• [Exercise description]:
Count the lines below that contain the word "dark". Reply with the number only.

• [Available records]:
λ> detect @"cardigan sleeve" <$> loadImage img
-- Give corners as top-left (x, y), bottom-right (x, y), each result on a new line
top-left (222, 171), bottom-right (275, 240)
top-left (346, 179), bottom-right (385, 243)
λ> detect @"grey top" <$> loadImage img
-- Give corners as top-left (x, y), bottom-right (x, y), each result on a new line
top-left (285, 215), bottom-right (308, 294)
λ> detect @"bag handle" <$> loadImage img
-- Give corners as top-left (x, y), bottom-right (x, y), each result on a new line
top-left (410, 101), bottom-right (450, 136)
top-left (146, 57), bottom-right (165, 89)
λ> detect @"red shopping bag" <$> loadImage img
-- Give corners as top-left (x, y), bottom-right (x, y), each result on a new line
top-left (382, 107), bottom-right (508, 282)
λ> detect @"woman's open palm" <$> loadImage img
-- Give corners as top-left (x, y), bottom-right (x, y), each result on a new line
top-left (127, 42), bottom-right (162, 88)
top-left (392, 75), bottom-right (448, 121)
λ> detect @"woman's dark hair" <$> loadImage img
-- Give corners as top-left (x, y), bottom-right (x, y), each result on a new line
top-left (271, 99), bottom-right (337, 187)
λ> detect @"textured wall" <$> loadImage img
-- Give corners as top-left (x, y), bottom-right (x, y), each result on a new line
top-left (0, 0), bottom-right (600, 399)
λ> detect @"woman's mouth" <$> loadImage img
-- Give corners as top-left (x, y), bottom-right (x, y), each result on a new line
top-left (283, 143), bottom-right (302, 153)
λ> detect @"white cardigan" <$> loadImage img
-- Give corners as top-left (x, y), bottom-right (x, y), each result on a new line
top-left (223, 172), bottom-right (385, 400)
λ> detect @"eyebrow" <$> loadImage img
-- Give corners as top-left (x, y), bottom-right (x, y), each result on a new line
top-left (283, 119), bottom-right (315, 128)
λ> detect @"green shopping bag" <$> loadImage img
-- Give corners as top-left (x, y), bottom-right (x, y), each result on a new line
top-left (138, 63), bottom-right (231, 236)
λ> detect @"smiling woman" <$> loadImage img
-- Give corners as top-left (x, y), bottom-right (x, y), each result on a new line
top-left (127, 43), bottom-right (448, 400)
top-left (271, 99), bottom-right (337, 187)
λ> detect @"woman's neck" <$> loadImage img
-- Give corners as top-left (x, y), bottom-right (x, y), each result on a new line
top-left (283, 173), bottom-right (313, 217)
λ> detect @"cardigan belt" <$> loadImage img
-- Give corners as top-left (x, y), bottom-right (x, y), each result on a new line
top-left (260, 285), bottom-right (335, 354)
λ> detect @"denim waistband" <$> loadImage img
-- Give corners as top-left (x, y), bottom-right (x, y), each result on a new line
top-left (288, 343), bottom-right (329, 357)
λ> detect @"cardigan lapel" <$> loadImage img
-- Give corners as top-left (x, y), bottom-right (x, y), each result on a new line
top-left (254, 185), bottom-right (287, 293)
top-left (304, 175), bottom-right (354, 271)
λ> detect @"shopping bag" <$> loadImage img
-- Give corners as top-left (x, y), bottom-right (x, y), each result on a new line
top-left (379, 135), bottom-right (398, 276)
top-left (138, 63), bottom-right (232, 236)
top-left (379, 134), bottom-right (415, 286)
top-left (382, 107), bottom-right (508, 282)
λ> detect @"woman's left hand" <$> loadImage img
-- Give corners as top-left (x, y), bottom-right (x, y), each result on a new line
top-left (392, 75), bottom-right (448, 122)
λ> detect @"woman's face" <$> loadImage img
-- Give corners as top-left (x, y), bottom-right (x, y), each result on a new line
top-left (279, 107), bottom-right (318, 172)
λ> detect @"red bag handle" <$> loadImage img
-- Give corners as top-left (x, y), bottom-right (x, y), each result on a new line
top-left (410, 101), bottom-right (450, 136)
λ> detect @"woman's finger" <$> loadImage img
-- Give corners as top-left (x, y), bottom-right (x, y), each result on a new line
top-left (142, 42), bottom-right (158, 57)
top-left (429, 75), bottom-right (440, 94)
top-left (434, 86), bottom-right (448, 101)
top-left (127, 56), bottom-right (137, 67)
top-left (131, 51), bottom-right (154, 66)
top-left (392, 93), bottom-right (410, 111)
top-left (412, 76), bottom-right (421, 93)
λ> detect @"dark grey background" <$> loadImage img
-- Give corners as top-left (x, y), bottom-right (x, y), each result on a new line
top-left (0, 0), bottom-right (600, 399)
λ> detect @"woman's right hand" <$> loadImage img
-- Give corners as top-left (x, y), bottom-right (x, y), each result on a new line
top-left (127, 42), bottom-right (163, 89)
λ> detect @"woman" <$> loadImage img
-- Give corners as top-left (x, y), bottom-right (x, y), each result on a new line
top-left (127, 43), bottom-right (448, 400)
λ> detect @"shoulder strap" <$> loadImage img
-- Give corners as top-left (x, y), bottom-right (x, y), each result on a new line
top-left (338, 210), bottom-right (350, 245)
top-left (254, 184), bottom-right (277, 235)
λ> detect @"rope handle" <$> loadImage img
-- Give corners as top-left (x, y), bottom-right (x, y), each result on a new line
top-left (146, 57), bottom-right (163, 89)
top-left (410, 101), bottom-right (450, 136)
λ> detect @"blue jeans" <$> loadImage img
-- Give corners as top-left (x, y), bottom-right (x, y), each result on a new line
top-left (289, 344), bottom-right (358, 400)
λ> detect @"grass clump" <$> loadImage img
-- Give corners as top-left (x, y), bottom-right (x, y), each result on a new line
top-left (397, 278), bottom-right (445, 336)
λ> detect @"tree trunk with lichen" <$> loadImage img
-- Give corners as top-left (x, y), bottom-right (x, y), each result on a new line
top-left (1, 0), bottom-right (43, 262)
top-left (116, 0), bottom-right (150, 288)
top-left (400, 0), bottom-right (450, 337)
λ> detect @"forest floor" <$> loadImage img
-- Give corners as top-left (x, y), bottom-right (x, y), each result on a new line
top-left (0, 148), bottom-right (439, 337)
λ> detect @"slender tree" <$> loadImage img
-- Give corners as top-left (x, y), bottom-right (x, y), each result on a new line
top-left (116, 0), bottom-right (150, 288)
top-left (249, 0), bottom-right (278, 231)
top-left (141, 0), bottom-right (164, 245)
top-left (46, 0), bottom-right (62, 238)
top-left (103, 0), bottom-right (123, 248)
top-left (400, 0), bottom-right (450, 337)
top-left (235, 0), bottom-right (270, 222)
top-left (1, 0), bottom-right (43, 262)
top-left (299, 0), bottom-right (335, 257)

• [Response to the task]:
2